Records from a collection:
----------------------------------------

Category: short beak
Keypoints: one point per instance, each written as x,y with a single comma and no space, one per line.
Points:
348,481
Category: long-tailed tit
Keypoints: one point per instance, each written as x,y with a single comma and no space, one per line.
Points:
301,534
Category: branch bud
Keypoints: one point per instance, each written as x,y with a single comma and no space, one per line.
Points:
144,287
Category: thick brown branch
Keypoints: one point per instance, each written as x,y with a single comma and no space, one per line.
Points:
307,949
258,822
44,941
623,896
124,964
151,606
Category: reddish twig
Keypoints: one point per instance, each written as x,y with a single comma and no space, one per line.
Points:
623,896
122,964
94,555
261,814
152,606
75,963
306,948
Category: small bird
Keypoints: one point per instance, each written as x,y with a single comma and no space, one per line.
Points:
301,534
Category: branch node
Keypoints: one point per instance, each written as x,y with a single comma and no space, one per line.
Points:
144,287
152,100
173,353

----------------------------------------

EXERCISE DESCRIPTION: Shift every point in the records above by adding 72 to both its x and y coordinates. Write out all the records again in full, keeping every line.

SOLUTION TO THE PROBLEM:
Category: short beak
Keypoints: one point per instance, each written as x,y with a single comma and no space, one per line.
Points:
420,553
Category: long-tailed tit
Keypoints: one point per instance, each written as x,y with a single comma and no space, one per line.
Points:
373,606
Category: branch bud
Keypoints: one point per instance, each written as x,y with a single comma and no space, one per line.
Points:
216,359
Category: thick brown branch
Keypoints: one point per instance, each written as x,y with a single comma and no space, one per line.
Points:
379,1021
330,894
116,1013
695,968
196,1036
223,678
Category: reddish twig
Keypoints: one point per instance, each written as x,y with a single comma and no space, one per line.
Points:
695,968
194,1036
166,627
333,886
224,678
147,1035
378,1020
Category: small bird
Keypoints: one point per instance, each written as x,y with a single comma and no space, one per line.
Points:
373,606
Category: branch node
Keypoints: one point per instance, each written as x,y with a single comma and no space, one per line.
Points:
216,359
224,172
245,425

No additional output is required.